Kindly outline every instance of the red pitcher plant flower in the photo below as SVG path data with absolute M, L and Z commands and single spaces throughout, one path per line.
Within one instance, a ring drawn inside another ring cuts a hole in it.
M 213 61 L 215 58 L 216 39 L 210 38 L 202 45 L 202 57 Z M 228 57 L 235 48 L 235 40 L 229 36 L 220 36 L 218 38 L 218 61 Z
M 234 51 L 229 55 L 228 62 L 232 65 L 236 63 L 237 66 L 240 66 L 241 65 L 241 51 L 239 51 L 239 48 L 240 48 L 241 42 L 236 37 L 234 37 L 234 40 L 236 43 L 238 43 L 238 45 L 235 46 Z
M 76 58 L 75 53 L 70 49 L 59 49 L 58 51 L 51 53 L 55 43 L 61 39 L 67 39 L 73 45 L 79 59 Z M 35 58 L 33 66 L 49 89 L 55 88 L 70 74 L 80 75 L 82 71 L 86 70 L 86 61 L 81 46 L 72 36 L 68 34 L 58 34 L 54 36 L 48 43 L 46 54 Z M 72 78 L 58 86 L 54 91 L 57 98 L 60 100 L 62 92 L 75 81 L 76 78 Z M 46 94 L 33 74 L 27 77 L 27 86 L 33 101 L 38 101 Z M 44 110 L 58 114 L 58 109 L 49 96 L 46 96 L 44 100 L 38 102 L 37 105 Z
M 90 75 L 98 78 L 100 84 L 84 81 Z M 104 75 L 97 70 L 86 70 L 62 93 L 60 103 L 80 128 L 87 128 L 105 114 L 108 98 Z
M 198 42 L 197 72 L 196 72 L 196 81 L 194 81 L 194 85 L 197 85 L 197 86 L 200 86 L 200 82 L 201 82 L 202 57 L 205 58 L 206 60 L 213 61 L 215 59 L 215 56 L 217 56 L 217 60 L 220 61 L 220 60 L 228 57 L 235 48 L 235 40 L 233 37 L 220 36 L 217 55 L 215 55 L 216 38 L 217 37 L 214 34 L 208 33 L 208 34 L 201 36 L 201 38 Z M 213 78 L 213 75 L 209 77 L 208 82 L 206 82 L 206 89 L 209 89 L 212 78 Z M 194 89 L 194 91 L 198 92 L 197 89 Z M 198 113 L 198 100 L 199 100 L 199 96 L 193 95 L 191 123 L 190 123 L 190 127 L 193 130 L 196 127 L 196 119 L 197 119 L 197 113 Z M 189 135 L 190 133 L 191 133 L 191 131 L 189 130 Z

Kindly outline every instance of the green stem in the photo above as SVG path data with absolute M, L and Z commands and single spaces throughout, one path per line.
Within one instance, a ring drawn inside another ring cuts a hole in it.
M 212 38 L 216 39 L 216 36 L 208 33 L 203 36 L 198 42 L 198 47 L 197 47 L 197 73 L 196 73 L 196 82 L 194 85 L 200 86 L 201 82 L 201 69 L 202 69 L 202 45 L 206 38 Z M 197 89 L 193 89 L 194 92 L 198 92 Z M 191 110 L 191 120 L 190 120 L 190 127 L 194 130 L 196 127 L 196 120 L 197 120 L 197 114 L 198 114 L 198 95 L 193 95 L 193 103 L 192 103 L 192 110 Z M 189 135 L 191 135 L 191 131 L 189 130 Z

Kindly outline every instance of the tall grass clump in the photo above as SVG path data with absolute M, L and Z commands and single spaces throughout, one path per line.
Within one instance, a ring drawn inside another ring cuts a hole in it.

--------------------------------

> **WHAT TO DO**
Can you reproduce the whole listing above word for word, with every line in its original order and spacing?

> **EXPECTED OUTPUT**
Kindly outline every instance of the red pitcher plant flower in the photo below as SVG path data with absolute M, L and Z commands and single spaces throughout, one path per line.
Within one instance, a ring drawn inside another ring cuts a hole in it.
M 213 61 L 215 58 L 216 39 L 210 38 L 202 45 L 202 57 Z M 228 57 L 235 48 L 235 40 L 229 36 L 220 36 L 218 38 L 218 61 Z
M 234 51 L 229 55 L 228 62 L 232 65 L 236 63 L 237 66 L 240 66 L 241 65 L 241 51 L 239 51 L 239 48 L 240 48 L 241 42 L 236 37 L 234 37 L 234 40 L 236 43 L 238 43 L 238 45 L 235 46 Z
M 76 58 L 75 53 L 70 49 L 59 49 L 58 51 L 51 53 L 55 43 L 61 39 L 67 39 L 73 45 L 79 59 Z M 35 58 L 33 66 L 49 89 L 55 88 L 70 74 L 80 75 L 82 71 L 86 70 L 86 61 L 81 46 L 72 36 L 68 34 L 58 34 L 54 36 L 48 43 L 46 54 Z M 72 78 L 58 86 L 54 91 L 57 98 L 60 100 L 62 92 L 75 81 L 76 78 Z M 46 94 L 33 74 L 27 77 L 27 86 L 33 101 L 38 101 Z M 44 110 L 58 114 L 58 109 L 49 96 L 46 96 L 44 100 L 38 102 L 37 105 Z
M 90 75 L 98 78 L 100 84 L 84 81 Z M 104 75 L 97 70 L 86 70 L 62 93 L 60 103 L 80 128 L 87 128 L 105 114 L 108 98 Z
M 198 42 L 197 72 L 196 72 L 196 81 L 194 81 L 194 85 L 197 85 L 197 86 L 200 86 L 200 82 L 201 82 L 202 57 L 205 58 L 206 60 L 213 61 L 215 59 L 215 56 L 217 56 L 217 60 L 220 61 L 220 60 L 228 57 L 235 48 L 235 40 L 233 37 L 220 36 L 217 55 L 215 55 L 216 38 L 217 37 L 214 34 L 208 33 L 208 34 L 201 36 L 201 38 Z M 213 78 L 213 75 L 209 77 L 208 82 L 206 82 L 206 89 L 209 89 L 212 78 Z M 194 89 L 194 91 L 198 92 L 197 89 Z M 198 113 L 198 100 L 199 100 L 199 96 L 193 95 L 191 123 L 190 123 L 190 127 L 193 130 L 196 127 L 196 119 L 197 119 L 197 113 Z M 189 135 L 190 133 L 191 133 L 191 131 L 189 130 Z

Kindly outline every instance of the green stem in the photo above as SVG path data with absolute M, L and Z commands and single spaces throughout, one path per line.
Within one instance, a ring drawn inside another ring cuts a hole in it.
M 212 38 L 216 39 L 216 36 L 208 33 L 203 36 L 198 42 L 198 47 L 197 47 L 197 73 L 196 73 L 196 82 L 194 85 L 200 86 L 201 82 L 201 69 L 202 69 L 202 45 L 206 38 Z M 197 89 L 193 89 L 194 92 L 198 92 Z M 191 110 L 191 120 L 190 120 L 190 127 L 194 130 L 196 127 L 196 120 L 197 120 L 197 114 L 198 114 L 198 95 L 193 95 L 193 103 L 192 103 L 192 110 Z M 189 135 L 191 135 L 191 131 L 189 130 Z

Kindly outline every instance of the tall grass clump in the photo above as SVG path data with absolute M, L and Z commands and single spaces throughout, one path per line.
Within one instance, a ring drawn inside another ring cuts a hole in it.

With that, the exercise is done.